**EXERCISE REQUIREMENTS:**
Edit the article on the Hinds County indictments: reproduce its text from "The indictment alleges" to "private grant funds." and change "private grant funds" to "private grant money".

On February 18, a Mississippi grand jury indicted a Hinds county election commissioner and local business owner on counts of fraud, embezzlement, and bribery. A local business owner was also indicted for bribery, and fraud, and conspiracy. The duo are alleged to owe Mississippi taxpayers $250,000, which the State Auditor says was taken from $1.9 million in Covid-19 response grant money awarded the county by the Center for Tech and Civic Life (CTCL), an organization funded by Mark Zuckerberg. Financial audits now are showing election fraud in private grant money.

The indictment alleges that Election Commissioner Toni Johnson and two county residents were  involved in contracts for election services that were never provided. These arrests come six months after local Mississippi WLBT news launched an investigative report last August into how Hinds County election officials actually spent private grant funds.

WLBT gave a full accounting from state grant records of how funds were spent for expensive items such as: two 85-inch smart TVs with subwoofers, two projectors, a refrigerator, and a microwave. The expensive televisions, projectors, refrigerator, and microwave—allegedly bought to be used by the government—never arrived at the office or were substituted for less expensive items.  WLBT reported:

[H]undreds of thousands of dollars in contracts were awarded to firms for work that appeared to be outside their scopes of service, while other contractors brought on appeared to have ties with county officials.

The county paid Apogee Group II for Covid-19 election services—such as  cleaning, testing, and voting machines. The company, a business registered for motion picture and video production, dissolved after the election in November 2021. Cedric Cornelius, the owner of Apogee Group II, was also charged in the indictment. The county also hired a beauty salon, New Beginnings Hair & Fashion, to provide cleaning and voter official training.

**EXTRACTED RECORDS:**

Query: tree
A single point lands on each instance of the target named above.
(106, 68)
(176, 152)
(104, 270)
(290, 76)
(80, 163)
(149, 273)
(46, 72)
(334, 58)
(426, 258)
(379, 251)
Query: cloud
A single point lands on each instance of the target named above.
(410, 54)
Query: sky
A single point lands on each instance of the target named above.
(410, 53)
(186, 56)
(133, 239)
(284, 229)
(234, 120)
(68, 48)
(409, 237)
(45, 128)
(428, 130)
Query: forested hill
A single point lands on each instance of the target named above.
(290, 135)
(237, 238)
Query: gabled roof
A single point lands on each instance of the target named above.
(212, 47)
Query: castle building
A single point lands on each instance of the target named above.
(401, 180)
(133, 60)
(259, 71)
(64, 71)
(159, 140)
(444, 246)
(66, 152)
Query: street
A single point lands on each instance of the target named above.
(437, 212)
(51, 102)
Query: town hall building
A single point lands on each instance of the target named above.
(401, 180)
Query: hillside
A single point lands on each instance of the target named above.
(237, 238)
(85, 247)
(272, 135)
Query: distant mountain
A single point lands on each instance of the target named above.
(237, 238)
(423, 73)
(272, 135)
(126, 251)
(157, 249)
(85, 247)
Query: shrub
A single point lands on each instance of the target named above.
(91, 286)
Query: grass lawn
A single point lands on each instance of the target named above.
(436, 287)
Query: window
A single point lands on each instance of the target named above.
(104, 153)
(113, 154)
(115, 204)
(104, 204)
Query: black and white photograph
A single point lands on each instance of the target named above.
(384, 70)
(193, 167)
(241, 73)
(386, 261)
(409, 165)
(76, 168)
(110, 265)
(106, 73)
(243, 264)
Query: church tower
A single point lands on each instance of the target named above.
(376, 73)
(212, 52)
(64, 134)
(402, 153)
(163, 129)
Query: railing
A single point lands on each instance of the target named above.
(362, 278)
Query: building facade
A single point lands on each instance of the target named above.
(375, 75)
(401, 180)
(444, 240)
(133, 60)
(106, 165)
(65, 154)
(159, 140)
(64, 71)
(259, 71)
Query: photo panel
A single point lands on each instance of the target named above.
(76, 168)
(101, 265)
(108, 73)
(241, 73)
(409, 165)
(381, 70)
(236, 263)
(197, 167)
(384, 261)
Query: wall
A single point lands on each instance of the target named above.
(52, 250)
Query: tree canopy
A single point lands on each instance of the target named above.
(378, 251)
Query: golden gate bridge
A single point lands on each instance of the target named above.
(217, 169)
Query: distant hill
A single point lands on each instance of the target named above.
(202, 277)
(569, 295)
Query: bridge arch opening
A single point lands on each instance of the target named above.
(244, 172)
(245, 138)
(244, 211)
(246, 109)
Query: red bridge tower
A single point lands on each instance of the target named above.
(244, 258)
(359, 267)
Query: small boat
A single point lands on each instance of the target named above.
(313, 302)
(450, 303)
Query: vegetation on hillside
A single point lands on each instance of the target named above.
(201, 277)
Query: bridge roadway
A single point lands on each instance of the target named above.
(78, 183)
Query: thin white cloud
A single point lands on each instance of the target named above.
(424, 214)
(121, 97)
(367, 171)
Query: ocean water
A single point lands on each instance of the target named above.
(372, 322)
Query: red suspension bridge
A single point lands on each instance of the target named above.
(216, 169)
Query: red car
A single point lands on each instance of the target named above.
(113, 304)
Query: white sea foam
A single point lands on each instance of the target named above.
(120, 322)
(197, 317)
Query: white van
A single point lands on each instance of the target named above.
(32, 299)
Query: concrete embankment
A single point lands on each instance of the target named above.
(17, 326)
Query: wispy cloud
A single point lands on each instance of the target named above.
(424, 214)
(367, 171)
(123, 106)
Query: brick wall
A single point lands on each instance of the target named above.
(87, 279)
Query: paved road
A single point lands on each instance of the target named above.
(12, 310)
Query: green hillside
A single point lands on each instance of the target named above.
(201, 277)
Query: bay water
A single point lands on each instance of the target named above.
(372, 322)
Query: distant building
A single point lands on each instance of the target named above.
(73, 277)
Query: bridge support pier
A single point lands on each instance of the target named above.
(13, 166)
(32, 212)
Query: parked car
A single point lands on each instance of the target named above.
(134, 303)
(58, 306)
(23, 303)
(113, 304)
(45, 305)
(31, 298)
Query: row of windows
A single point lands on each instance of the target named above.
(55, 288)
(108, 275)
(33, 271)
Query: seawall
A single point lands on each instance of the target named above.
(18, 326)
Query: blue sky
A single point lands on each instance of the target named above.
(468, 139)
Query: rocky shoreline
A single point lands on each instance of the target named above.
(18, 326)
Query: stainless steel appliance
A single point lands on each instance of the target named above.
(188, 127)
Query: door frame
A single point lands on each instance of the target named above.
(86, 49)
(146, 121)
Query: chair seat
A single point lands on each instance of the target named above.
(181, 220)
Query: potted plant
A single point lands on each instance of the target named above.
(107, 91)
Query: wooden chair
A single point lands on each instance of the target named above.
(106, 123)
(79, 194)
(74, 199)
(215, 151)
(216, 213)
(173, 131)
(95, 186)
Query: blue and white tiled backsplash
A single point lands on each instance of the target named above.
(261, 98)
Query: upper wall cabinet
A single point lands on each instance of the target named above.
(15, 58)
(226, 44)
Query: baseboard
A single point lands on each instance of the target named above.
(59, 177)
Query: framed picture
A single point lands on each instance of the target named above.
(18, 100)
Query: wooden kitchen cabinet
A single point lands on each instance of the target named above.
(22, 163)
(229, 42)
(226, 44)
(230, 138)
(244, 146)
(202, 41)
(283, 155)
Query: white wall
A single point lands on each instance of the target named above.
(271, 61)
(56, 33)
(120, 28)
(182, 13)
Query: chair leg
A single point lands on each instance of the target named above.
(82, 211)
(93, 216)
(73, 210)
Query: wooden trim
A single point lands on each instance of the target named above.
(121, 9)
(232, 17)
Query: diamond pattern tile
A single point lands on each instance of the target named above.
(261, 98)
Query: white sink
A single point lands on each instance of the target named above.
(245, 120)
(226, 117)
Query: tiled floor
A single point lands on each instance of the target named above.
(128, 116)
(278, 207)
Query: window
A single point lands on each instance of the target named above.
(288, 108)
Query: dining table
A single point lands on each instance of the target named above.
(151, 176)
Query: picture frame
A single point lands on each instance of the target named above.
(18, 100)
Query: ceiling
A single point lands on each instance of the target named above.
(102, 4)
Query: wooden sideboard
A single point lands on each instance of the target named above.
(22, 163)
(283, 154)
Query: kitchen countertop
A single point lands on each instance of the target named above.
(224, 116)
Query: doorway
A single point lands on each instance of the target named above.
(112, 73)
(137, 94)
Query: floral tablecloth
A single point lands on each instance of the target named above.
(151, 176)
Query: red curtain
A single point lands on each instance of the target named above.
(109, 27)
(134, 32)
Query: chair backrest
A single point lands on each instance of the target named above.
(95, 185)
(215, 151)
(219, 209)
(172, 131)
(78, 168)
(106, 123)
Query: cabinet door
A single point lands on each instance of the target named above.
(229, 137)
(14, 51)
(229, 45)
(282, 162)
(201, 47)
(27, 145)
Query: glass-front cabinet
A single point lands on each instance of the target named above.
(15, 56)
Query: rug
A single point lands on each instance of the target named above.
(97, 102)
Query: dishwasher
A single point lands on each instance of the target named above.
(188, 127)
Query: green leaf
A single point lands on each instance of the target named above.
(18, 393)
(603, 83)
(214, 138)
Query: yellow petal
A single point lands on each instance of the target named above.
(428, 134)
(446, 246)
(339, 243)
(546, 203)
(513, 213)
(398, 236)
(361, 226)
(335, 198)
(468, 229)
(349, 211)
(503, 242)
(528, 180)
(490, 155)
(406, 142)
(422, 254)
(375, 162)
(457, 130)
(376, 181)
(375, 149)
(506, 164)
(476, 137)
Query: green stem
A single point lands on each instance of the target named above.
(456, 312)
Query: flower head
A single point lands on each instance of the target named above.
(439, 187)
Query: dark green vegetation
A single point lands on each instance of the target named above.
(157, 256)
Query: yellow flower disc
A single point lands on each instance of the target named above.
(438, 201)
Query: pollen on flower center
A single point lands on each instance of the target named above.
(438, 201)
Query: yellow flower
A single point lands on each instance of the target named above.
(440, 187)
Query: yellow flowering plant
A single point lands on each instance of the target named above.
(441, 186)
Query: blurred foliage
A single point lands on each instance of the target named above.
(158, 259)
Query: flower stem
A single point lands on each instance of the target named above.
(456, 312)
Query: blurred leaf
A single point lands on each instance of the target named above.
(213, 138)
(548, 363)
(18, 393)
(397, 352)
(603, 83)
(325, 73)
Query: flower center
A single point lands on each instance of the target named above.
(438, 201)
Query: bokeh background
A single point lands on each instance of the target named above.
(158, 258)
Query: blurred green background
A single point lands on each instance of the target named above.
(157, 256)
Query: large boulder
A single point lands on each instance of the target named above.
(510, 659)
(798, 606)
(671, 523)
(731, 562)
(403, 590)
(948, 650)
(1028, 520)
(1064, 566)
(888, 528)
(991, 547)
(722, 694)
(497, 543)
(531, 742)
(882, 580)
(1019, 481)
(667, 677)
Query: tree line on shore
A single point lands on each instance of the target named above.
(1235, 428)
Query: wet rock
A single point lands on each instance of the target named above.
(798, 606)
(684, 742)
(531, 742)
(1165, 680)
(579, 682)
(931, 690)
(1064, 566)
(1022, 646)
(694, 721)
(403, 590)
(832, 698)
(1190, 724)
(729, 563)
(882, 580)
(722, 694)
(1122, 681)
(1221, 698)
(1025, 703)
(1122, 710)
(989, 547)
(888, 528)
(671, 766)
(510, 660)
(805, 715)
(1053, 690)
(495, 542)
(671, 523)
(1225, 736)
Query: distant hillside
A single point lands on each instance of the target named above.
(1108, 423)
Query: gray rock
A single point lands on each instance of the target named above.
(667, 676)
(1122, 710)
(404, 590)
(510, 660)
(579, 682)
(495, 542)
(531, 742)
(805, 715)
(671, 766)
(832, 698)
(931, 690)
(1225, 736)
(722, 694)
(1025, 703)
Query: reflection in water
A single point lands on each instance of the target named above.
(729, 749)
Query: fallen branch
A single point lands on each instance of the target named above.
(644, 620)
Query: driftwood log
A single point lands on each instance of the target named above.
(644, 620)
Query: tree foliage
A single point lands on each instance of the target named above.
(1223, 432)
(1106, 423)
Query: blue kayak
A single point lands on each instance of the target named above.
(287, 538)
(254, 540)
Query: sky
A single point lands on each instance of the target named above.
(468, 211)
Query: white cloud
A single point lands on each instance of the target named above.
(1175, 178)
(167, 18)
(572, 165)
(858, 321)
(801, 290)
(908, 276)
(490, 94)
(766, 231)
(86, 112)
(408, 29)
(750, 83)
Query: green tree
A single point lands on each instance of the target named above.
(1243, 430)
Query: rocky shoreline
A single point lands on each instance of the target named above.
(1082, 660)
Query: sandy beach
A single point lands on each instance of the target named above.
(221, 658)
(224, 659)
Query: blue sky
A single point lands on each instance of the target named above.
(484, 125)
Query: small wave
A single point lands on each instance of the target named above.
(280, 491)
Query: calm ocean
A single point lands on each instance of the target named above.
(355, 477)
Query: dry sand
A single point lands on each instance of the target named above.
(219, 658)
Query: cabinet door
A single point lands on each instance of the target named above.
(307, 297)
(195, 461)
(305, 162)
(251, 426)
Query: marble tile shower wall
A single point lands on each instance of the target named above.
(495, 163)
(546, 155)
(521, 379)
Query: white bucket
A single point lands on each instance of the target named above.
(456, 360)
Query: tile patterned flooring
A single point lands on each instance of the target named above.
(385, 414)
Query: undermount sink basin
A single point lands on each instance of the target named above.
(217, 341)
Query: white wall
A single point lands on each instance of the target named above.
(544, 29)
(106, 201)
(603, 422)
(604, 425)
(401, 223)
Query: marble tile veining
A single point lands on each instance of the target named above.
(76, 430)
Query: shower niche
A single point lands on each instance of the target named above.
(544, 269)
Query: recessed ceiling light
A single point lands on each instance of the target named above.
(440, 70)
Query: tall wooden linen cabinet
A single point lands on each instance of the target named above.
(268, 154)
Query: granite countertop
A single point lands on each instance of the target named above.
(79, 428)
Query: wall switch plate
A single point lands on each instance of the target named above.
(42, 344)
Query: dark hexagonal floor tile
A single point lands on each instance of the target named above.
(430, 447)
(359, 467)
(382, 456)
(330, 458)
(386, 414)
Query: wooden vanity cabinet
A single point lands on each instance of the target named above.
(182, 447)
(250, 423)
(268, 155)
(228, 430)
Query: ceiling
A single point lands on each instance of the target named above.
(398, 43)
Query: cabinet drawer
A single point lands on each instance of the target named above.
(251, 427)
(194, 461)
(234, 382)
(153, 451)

**SOLUTION TO THIS EXERCISE:**
The indictment alleges that Election Commissioner Toni Johnson and two county residents were  involved in contracts for election services that were never provided. These arrests come six months after local Mississippi WLBT news launched an investigative report last August into how Hinds County election officials actually spent private grant money.